Directions: Report each line of the listing below that contains the word "woman", copying every such line in full.

Records from a dataset:
·····

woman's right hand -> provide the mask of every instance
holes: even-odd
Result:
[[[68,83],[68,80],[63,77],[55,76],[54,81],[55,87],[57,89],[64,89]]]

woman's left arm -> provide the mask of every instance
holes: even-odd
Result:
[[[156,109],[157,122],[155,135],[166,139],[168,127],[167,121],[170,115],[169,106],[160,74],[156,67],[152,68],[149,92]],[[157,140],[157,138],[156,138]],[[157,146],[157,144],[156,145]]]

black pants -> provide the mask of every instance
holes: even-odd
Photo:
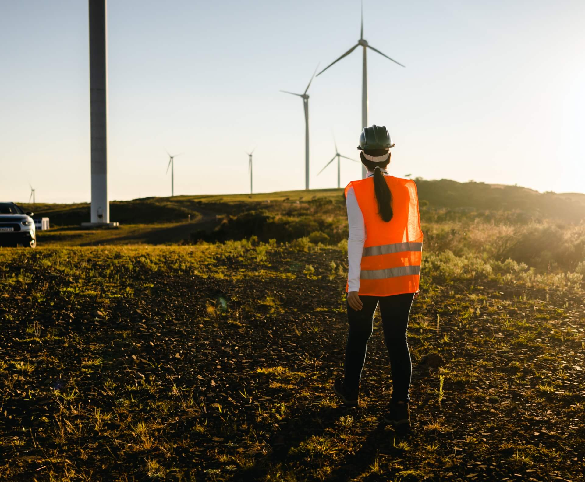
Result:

·····

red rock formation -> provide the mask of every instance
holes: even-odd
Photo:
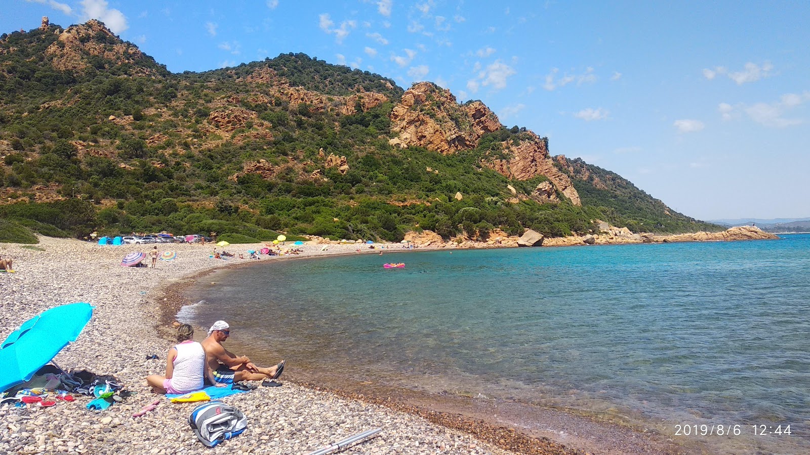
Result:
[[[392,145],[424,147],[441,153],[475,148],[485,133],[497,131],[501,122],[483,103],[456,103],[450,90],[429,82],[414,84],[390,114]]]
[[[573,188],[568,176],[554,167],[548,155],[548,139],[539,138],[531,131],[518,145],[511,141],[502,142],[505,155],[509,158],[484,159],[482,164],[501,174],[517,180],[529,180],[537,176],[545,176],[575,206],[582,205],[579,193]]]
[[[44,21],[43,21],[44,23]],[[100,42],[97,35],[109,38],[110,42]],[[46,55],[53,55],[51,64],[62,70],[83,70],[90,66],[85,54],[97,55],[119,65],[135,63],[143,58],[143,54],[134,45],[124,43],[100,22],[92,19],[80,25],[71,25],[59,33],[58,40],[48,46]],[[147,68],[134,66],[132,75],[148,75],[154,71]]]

·····

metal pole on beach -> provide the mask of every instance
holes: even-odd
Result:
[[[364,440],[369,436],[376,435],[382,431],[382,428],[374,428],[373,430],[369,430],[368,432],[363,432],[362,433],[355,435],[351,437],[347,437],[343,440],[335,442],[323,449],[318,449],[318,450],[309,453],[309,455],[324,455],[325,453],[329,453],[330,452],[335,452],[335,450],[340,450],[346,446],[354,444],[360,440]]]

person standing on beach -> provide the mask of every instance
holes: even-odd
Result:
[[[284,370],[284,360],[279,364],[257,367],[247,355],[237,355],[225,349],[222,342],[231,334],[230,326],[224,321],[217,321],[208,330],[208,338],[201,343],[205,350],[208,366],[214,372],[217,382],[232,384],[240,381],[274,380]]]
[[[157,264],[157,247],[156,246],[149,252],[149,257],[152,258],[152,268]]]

·····

Exercise solution:
woman's right hand -> provide the mask of every instance
woman's left arm -> provide the mask of every instance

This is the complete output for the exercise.